**** DOCUMENT EXTRACT ****
Stop words elimination
Generally, those words that occur frequently in text corpus are considered as stop words. These words merely affect the performance of the classifier. Punctuation marks (“!”, “@”, “#”, etc.) and frequent words of the Urdu languages (کا (ka), کے (kay), کی (ki), etc.) are the common examples of stop words. All the stop words (Kuila, Chandra Bussa & Sarkar, 2018) that do not play an influential role in event classification for the Urdu language text are eliminated from the corpus. Stop words elimination reduces memory and processing utilization and makes the processing efficient.
Noise removal and sentences filtering
Our data were collected from different sources (see “Materials & Methods”). It contains a lot of noisy elements i.e., multilanguage words, links, mathematical characters, and special symbols, etc. To clean the corpus, we removed noise i.e., multilingual sentences, irrelevant links, and special characters.
The nature of our problem confined us to define the limit of words per sentence. Because of the multiple types of events, it is probably hard to find a sentence of the same length. We decided to keep the maximum number of sentences in our corpus. All those sentences which are brief and extensive are removed from our corpus. In our dataset lot of sentences varying in length from five words to 250 words. We decided to use sentences that consist of five words to 150 words to lemmatize our research problem and to reduce the consumption of processing resources.
Sentence labeling
In supervised learning, providing output (Label) detail in the corpus is a core element. Sentence labeling is an exhausting task that requires deep knowledge and an expert’s skill of language. All the sentences were manually labeled by observing the title of the post and body of sentences by Urdu language experts (see Table 2 for sentence labeling). Three Urdu language experts were engaged in the task of sentence labeling. One of them is Ph.D. (Scholar) while the other two are M.Phil. To our best knowledge, it is the first largest labeled dataset for the multi-class event in the Urdu language.
Feature selection
The performance of prediction or classification models is cohesively related to the selection of appropriate features. In our dataset six (6) features excluding “Date” as a feature are considered valuable to classify Urdu news sentences into different classes. All the proposed features that are used in our research work are listed in Table 1.
**** SUPPLIED RECORDS ****
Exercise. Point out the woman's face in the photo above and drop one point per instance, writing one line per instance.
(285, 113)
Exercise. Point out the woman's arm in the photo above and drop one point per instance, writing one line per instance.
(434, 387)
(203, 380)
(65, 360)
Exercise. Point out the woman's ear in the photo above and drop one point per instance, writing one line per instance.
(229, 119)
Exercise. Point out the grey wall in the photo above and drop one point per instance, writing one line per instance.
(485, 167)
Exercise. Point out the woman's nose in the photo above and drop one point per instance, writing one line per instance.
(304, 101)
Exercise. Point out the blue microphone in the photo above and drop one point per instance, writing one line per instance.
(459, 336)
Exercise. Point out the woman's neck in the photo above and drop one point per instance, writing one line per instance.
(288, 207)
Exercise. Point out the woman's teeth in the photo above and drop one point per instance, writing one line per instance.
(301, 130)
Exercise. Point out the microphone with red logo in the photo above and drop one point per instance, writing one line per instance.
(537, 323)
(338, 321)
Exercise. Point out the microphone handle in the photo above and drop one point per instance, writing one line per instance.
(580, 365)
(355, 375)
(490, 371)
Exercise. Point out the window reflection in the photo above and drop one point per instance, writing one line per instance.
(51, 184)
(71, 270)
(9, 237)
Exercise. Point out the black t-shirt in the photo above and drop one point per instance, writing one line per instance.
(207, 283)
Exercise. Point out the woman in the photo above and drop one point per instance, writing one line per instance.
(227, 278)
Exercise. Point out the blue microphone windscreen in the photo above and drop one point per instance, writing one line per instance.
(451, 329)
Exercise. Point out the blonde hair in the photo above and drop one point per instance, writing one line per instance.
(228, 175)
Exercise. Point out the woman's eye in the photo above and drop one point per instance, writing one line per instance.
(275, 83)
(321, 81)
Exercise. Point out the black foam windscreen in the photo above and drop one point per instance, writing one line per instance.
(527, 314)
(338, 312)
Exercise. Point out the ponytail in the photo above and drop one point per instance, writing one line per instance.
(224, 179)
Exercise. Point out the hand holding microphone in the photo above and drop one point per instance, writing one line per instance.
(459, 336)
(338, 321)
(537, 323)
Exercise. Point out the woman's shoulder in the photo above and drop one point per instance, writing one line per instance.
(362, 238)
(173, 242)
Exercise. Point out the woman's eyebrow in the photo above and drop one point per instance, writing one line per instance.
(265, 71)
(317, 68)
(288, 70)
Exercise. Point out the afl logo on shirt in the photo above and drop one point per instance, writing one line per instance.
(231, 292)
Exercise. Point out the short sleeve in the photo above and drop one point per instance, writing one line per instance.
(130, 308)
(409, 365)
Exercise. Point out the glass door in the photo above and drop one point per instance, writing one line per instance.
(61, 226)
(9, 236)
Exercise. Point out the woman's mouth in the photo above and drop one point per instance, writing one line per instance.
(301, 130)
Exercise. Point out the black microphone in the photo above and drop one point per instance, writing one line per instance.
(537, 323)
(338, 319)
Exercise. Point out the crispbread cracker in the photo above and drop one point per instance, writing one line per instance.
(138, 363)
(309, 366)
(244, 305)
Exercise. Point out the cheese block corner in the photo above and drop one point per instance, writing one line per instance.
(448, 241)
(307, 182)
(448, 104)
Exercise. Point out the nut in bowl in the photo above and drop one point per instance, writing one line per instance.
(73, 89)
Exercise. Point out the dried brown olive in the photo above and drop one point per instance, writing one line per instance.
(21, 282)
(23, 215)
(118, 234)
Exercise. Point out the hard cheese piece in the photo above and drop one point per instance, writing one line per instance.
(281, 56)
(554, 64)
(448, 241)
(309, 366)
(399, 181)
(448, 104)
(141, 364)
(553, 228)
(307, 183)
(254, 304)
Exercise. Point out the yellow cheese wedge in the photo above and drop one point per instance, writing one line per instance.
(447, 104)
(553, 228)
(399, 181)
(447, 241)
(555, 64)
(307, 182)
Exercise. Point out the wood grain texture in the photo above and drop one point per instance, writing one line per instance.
****
*WORK TO DO*
- A) According to the Urdu preprocessing text, why are stop words eliminated from the corpus? Answer in one to three sentences.
- B) Reproduce the passage of the Urdu preprocessing text between "Noise removal and" and "and special characters.", inclusive, changing "links" to "URLs".
The lines are separate material, unrelated to the Urdu preprocessing text.

*FINAL ANSWERS*
- A) Stop words are eliminated because they do not play an influential role in event classification for Urdu text. Removing them also reduces memory and processing utilization, which makes the processing efficient.

- B)
Noise removal and sentences filtering
Our data were collected from different sources (see “Materials & Methods”). It contains a lot of noisy elements i.e., multilanguage words, URLs, mathematical characters, and special symbols, etc. To clean the corpus, we removed noise i.e., multilingual sentences, irrelevant URLs, and special characters.